Pick out every line of the material below that contains the string "sandstone", and copy each one. Matching is case-sensitive.

(Given information):
+ + + + +
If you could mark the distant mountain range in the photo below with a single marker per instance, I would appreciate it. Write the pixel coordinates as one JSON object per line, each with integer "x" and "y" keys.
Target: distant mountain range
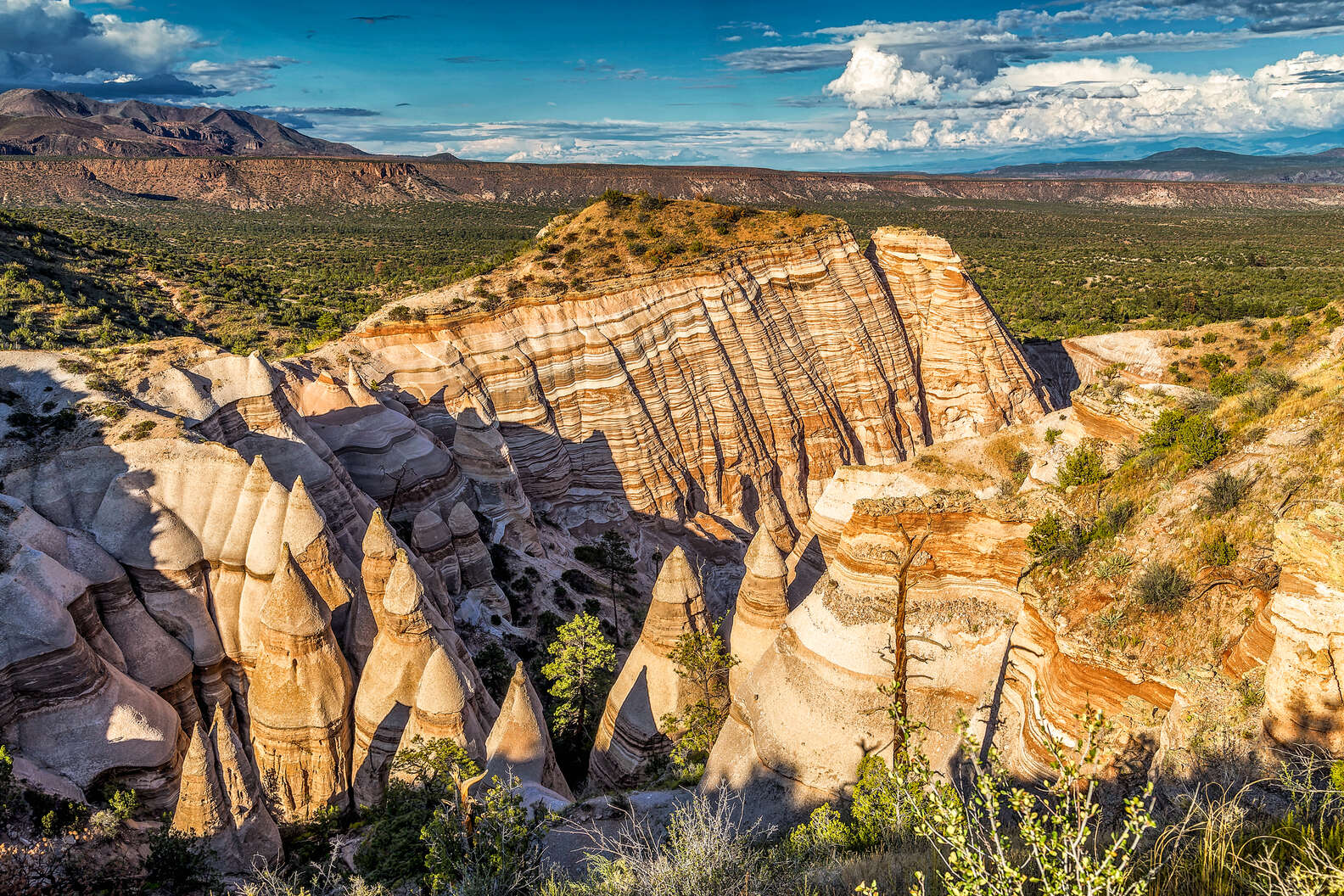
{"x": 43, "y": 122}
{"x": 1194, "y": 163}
+ + + + +
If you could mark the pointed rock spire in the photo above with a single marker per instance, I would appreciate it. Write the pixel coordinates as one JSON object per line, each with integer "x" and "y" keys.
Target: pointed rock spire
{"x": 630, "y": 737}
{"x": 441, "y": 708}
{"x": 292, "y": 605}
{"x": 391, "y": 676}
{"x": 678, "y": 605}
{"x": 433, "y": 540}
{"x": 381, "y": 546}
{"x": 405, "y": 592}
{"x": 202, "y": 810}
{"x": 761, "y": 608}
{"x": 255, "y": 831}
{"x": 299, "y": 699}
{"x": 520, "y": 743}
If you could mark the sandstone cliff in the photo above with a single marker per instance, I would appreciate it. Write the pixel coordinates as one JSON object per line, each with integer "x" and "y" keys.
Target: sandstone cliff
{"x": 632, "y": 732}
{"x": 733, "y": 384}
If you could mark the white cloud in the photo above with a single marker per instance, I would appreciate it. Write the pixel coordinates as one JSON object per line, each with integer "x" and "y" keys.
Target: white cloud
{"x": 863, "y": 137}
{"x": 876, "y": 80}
+ + + + +
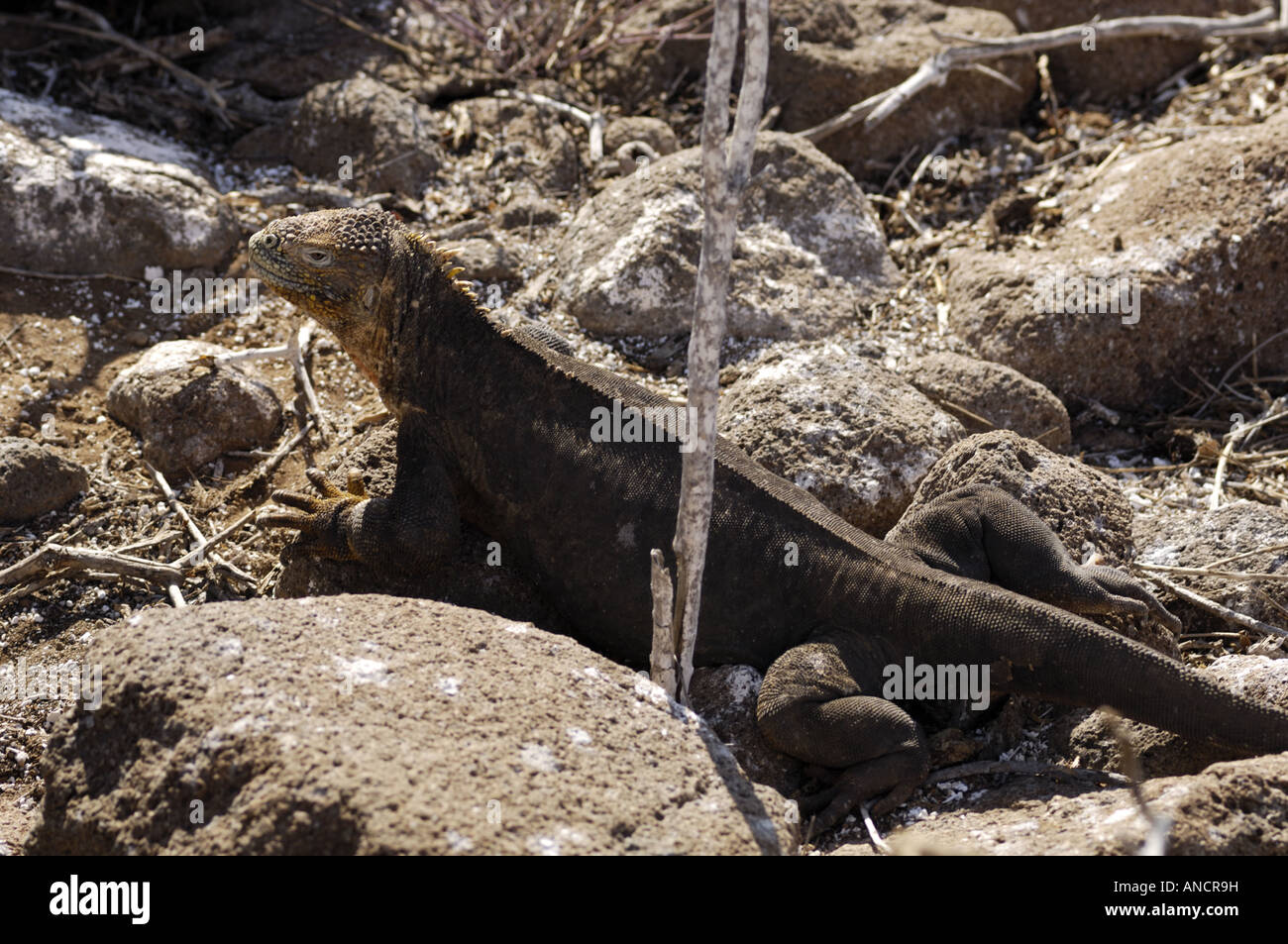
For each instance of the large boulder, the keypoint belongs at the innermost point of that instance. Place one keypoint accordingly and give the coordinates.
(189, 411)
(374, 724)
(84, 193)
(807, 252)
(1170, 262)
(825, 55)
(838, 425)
+ + + + +
(Written response):
If you could mark the sandstone cliff in the photo above with a single marker per instance, I would appreciate it. Write the pixel coordinates as one JSON object per line, each with integer "x" and "y" keys.
Target: sandstone cliff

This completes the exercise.